Required work: Each line of the data below from the one holding "it: point(337, 201)." to the one holding "it: point(206, 203).", inclusive, is to be reproduced exactly; no other line belongs in the answer.

-------- The data

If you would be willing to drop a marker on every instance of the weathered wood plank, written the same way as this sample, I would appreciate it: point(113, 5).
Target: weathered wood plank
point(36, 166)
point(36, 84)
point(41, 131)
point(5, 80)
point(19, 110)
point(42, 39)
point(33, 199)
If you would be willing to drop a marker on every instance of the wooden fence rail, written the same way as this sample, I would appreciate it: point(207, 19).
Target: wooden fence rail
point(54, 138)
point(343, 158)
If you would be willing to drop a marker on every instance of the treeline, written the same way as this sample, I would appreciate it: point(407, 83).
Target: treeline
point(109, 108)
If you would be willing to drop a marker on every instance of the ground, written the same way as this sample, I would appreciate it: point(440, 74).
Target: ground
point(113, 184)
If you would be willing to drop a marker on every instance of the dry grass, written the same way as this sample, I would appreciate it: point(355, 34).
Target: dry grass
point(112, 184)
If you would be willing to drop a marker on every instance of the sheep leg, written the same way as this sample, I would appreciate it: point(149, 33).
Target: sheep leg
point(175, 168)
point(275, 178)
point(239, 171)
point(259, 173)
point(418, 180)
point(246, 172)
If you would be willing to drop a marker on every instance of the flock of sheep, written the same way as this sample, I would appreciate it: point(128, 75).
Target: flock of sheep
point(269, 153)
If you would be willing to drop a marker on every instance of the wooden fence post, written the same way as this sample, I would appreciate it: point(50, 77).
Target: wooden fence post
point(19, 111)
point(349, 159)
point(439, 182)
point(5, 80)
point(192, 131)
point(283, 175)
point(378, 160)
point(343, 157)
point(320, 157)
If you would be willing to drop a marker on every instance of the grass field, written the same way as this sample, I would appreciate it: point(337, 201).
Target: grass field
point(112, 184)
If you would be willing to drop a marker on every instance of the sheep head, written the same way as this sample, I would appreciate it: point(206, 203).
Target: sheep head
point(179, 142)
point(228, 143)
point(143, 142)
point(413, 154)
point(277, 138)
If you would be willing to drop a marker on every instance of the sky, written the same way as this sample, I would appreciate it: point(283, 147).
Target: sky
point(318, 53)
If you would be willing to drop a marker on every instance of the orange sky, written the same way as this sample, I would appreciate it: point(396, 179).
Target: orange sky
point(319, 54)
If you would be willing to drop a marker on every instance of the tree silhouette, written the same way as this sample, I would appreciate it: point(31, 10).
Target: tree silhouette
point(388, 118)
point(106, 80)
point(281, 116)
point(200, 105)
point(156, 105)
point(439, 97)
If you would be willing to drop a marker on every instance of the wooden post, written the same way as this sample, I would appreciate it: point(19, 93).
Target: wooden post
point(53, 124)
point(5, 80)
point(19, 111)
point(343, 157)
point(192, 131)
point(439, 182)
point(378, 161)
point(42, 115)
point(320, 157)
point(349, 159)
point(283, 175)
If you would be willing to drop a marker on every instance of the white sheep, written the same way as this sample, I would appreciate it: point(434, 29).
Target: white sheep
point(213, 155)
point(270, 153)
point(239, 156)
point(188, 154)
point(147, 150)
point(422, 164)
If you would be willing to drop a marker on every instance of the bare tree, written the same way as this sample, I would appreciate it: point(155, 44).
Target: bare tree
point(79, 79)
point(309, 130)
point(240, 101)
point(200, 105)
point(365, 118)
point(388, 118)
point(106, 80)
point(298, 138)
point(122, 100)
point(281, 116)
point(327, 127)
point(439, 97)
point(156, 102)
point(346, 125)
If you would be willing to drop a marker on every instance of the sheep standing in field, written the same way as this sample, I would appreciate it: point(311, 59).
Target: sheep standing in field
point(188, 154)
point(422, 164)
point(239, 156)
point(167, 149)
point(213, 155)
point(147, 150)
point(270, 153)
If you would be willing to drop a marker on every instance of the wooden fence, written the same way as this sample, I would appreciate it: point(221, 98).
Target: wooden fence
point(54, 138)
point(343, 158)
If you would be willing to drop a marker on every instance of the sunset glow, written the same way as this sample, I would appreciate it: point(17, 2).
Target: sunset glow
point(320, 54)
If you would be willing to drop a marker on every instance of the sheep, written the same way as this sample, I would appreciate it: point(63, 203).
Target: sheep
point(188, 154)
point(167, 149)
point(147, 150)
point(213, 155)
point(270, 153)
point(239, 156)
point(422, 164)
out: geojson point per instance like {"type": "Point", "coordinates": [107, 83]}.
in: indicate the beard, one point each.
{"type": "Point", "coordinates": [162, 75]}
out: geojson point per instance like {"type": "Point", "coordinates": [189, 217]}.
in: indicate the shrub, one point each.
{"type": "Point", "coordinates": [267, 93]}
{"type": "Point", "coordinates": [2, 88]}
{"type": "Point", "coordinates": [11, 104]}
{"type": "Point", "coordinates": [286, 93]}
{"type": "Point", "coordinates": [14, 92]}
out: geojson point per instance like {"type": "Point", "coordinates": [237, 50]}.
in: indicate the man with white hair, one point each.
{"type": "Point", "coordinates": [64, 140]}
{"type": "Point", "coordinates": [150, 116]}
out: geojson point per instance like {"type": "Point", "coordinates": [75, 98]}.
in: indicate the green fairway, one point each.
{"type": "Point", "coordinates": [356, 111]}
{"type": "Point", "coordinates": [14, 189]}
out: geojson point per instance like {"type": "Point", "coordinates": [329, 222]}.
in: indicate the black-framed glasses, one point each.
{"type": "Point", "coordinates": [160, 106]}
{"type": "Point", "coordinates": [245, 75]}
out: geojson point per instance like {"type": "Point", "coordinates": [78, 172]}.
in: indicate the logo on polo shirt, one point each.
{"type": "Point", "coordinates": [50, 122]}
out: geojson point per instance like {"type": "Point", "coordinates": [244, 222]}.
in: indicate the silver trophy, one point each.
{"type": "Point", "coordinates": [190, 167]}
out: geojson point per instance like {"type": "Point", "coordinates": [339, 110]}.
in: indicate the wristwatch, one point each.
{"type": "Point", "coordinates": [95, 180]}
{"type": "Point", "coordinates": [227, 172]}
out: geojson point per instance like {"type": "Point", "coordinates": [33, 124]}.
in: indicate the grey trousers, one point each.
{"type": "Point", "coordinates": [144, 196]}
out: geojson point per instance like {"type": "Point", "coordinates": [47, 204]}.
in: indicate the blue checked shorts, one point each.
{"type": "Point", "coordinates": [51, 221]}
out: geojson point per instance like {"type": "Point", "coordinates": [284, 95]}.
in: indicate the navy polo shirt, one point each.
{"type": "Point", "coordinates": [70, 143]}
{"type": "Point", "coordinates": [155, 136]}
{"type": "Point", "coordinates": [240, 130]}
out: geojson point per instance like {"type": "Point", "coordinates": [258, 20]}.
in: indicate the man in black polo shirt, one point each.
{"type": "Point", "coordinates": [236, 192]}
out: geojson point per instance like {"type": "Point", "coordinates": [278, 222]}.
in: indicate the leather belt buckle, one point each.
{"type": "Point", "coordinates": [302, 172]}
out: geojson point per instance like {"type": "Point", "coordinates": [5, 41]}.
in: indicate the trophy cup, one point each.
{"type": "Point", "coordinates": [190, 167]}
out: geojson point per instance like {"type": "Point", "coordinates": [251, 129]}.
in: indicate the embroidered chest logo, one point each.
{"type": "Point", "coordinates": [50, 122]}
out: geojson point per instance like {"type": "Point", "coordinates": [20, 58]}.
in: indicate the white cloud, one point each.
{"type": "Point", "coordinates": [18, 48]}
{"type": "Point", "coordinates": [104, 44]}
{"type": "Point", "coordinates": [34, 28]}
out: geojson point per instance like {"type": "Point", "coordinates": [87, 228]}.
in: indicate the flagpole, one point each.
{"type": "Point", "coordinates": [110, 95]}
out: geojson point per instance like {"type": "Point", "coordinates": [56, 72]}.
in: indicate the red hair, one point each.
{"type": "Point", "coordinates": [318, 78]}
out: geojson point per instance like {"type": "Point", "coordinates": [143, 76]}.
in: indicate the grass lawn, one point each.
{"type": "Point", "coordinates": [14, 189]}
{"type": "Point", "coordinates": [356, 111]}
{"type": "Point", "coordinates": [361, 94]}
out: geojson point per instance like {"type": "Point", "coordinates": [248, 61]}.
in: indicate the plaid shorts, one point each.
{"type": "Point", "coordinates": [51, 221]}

----------------
-------- The data

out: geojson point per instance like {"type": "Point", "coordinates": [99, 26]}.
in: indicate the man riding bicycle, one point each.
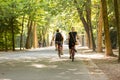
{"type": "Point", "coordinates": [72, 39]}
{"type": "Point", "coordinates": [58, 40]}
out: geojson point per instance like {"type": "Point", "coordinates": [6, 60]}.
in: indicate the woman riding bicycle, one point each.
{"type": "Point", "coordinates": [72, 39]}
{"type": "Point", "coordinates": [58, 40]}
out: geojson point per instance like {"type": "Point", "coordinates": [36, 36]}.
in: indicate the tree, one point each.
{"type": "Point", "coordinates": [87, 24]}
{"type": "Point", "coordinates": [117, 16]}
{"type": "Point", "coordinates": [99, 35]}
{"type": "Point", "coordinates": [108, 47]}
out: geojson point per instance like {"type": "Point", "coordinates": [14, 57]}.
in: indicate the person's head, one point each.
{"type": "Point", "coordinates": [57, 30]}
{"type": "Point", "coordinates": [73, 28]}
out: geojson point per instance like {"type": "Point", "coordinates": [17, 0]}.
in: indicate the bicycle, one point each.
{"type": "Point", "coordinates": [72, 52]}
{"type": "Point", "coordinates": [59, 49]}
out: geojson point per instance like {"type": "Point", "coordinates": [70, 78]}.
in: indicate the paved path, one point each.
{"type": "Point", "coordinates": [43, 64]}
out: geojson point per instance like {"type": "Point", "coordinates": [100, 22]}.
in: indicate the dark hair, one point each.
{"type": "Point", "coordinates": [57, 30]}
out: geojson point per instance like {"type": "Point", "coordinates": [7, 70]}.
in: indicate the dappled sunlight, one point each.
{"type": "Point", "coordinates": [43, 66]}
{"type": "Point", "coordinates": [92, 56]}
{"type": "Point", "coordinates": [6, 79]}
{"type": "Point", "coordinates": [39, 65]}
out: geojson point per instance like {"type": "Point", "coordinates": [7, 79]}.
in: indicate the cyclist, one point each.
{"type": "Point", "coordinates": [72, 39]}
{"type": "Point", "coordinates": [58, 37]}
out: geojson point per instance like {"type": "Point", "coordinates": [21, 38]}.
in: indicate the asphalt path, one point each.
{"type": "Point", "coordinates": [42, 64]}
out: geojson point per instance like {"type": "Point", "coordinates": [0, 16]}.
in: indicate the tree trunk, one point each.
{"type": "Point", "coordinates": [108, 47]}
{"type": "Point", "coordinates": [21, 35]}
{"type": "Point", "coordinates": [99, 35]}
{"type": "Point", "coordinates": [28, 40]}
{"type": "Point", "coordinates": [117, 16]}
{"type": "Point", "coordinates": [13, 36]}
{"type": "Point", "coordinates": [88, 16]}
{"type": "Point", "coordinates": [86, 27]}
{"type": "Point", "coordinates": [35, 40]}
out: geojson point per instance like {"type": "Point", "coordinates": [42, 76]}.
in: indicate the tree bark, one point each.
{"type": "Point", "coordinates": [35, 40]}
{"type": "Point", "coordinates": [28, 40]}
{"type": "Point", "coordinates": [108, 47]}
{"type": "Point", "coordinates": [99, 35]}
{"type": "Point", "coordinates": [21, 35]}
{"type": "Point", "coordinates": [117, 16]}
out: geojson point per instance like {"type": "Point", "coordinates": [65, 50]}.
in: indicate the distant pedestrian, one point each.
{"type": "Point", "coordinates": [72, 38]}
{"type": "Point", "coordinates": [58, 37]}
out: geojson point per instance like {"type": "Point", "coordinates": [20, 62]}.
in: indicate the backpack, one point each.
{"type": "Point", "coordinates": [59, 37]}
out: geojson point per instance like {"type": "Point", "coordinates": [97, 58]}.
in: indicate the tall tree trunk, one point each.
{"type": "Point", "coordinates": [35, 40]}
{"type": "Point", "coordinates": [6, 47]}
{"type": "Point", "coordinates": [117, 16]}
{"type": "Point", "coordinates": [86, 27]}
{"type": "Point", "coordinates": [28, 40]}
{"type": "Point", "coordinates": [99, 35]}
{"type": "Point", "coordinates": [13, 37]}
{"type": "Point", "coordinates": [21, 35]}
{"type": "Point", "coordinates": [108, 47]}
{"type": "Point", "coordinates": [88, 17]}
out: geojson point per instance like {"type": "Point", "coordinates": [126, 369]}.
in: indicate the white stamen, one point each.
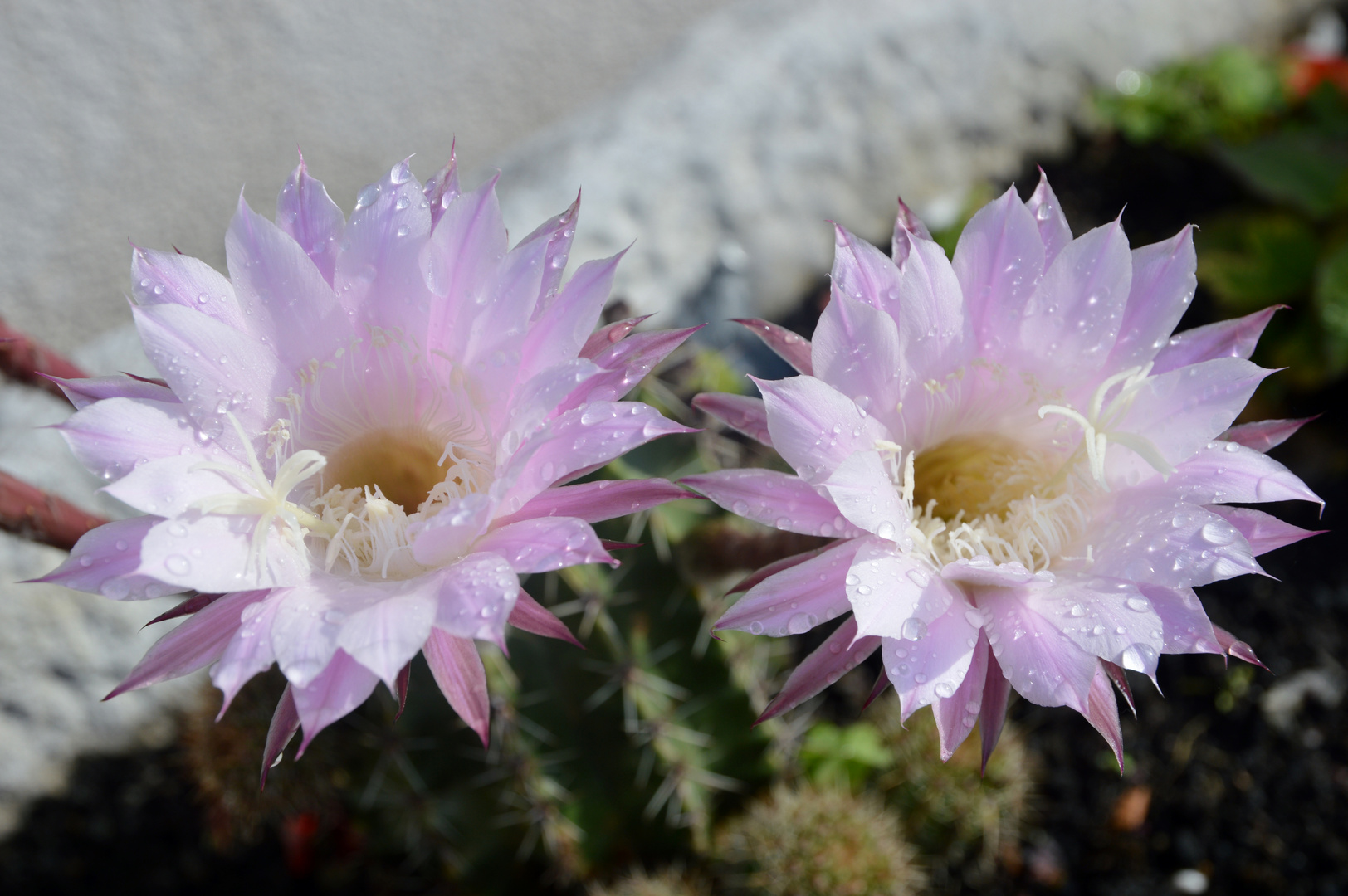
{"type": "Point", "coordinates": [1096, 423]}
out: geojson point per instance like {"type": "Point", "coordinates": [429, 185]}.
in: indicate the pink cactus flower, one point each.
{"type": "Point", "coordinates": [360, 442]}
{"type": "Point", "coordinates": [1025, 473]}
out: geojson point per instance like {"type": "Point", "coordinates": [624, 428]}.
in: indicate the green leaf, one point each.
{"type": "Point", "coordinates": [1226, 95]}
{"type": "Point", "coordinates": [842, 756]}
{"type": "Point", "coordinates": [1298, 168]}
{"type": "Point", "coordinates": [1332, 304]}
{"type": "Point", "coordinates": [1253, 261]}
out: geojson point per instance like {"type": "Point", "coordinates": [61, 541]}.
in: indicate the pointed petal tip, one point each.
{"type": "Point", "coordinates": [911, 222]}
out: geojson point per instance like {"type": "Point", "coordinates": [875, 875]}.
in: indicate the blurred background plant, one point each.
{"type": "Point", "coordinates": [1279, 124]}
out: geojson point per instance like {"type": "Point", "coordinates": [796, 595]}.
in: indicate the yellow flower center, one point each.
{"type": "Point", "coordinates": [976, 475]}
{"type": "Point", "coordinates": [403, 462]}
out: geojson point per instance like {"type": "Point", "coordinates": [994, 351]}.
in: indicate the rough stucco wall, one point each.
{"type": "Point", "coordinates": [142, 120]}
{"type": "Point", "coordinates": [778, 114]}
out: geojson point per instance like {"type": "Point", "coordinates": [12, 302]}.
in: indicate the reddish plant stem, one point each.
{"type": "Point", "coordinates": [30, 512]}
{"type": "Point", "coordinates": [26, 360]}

----------------

Answer section:
If you would be willing to drop a marker on every instance of the grass field, written the same way as this sample, I would appreciate it: point(337, 201).
Target: grass field
point(112, 184)
If you would be willing to drop a marker on every instance of the sheep head, written the same way as this sample, I would appreciate it: point(206, 203).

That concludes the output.